EXERCISE AIM
Only the text of the records belongs in the answer, copied exactly, with every picture omitted.

EXERCISE MATERIAL
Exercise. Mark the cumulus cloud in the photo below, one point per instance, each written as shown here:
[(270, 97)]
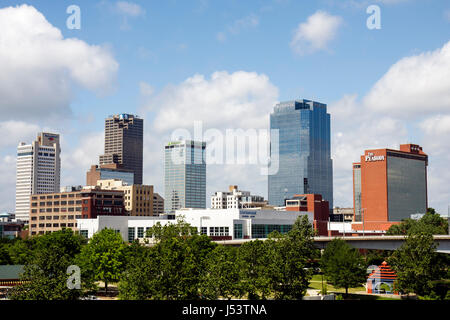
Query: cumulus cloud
[(237, 100), (410, 101), (39, 68), (77, 157), (14, 132), (414, 85), (316, 33)]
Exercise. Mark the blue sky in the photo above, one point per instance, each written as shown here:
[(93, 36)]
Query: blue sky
[(158, 45)]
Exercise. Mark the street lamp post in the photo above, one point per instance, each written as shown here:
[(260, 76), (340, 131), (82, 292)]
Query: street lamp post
[(364, 233), (201, 218)]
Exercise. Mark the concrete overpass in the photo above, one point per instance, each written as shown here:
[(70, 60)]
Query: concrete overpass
[(364, 242)]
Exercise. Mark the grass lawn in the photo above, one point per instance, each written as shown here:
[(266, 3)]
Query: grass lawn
[(316, 283)]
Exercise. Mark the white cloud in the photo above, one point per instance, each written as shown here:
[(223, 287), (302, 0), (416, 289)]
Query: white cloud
[(316, 33), (77, 157), (14, 132), (414, 91), (414, 86), (39, 67), (237, 100)]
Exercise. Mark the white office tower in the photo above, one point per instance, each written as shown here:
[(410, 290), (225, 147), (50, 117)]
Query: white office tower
[(236, 199), (38, 171)]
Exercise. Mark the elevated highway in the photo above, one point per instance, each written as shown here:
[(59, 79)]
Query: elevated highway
[(382, 242)]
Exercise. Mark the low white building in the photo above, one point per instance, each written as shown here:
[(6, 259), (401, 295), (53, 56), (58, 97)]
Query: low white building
[(219, 224)]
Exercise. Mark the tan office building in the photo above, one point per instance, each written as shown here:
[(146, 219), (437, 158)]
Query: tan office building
[(55, 211), (138, 197), (158, 204)]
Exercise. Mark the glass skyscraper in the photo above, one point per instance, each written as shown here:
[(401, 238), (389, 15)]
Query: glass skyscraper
[(304, 151), (184, 175), (124, 140)]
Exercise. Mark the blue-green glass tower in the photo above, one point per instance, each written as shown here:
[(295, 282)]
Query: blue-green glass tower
[(304, 151)]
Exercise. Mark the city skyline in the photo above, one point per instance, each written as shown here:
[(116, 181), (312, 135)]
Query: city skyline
[(165, 81)]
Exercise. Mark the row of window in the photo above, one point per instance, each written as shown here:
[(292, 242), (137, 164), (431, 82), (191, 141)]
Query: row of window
[(57, 203), (57, 196), (54, 225), (71, 209), (70, 217)]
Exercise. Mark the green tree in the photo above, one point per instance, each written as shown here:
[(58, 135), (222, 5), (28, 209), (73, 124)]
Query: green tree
[(21, 251), (103, 258), (139, 280), (4, 254), (417, 264), (222, 275), (253, 258), (173, 267), (46, 271), (342, 265), (290, 256)]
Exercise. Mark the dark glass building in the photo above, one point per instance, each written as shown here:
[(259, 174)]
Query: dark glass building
[(303, 151), (124, 138)]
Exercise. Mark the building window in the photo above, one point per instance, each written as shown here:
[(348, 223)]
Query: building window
[(238, 231), (131, 234), (263, 230), (84, 233), (140, 232)]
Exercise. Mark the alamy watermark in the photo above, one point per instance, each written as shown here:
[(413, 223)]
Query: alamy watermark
[(74, 20), (74, 280), (232, 146), (374, 20)]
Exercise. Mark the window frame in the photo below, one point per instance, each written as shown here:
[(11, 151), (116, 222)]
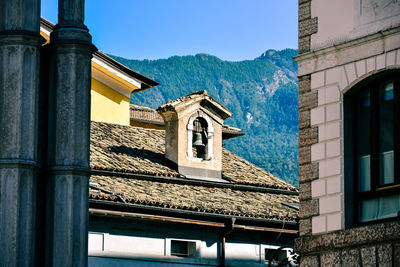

ANSWER TO THIS EXERCISE
Exercise. Mark the cumulus cloud in the photo below, one point per instance, each written as shown here:
[(270, 97)]
Query: cumulus cloud
[(237, 100), (410, 101), (39, 68), (77, 157), (14, 132), (414, 85), (316, 33)]
Exercise. Mark the blue sky in the photo above, one point per instance, each written as shown here:
[(93, 36)]
Query: blue sky
[(158, 45)]
Exercise. Mark the street lamp post in the photo above, one point per instance, each written as shown here:
[(260, 76), (340, 131), (82, 292)]
Query: street lamp post
[(364, 233), (201, 218)]
Exercise. Mark the concrete overpass in the photo above, one point per instance, each written as shown here:
[(70, 60)]
Query: concrete overpass
[(364, 242)]
Exercise. Mark the grass lawn in the photo above, one point per instance, each written as shown here:
[(266, 3)]
Query: grass lawn
[(316, 283)]
Exercise. Mark the white cloud in the photo above, one point per instance, each written as shown here:
[(223, 287), (302, 0), (416, 289)]
Query: white cloud
[(316, 33), (77, 157), (14, 132), (414, 91), (414, 86), (39, 67), (237, 100)]
Exercise. Mark the white office tower in the photo above, one point per instance, each written as shown here:
[(410, 290), (225, 147), (50, 117)]
Query: white office tower
[(236, 199), (38, 171)]
Exercise. Mark the elevated highway in the photo above, one point per instance, each written as shown here:
[(59, 79)]
Query: elevated highway
[(382, 242)]
Exercise. Mark the low white building in the photo above, one point per instance, each written as shown here:
[(6, 259), (401, 295), (53, 56), (58, 97)]
Query: low white building
[(219, 224)]
Exercise. Mark the tan office building in the photo above, one point per instance, each written as shown here:
[(146, 219), (437, 158)]
Query: tan office building
[(55, 211), (138, 197), (158, 204)]
Exercise. Mark the glass skyscraper in the photo above, one point per instance, each written as shown here:
[(401, 238), (389, 15)]
Query: glass skyscraper
[(304, 151), (184, 175), (124, 140)]
Exercise. Mark the blue-green glass tower in the photo above, one point per instance, each written as shown here:
[(295, 282)]
Query: blue-green glass tower
[(304, 151)]
Exercise. Mark the city skyline in the photo above, one point per instance, each written as shown here:
[(116, 181), (312, 135)]
Query: city skyline
[(165, 81)]
Exercise. Mark the row of window in the photo above, one point per instance, each written as shown here:
[(292, 242), (137, 164), (431, 82), (191, 141)]
Query: row of window
[(57, 203), (57, 196), (54, 225), (71, 209), (70, 217)]
Exercise. Mark the green tree in the photo above, one point per instance, each written as shown here:
[(58, 135), (222, 5), (28, 209), (73, 124)]
Query: green tree
[(21, 251), (103, 258), (139, 280), (4, 254), (417, 264), (222, 275), (253, 258), (173, 267), (46, 271), (342, 265), (290, 256)]
Exercise. Mark the dark glass building in the photo above, one point per instance, each written as shown here:
[(259, 174)]
Query: dark glass building
[(303, 151), (124, 138)]
Exercise. Mark the building window in the photo above, one point per instance, each written as shown here:
[(348, 223)]
Query: building window
[(238, 231), (131, 234), (263, 230), (84, 233), (140, 232)]
Exercise. Mark the alamy watermark in the photo above, one point per instance, each written as shown here:
[(413, 223)]
Query: alamy watermark
[(74, 20), (74, 280), (232, 146), (374, 20)]
Exercise. Mark the window frame in the photo below, one point per instance, each written as shown here:
[(11, 151), (116, 222)]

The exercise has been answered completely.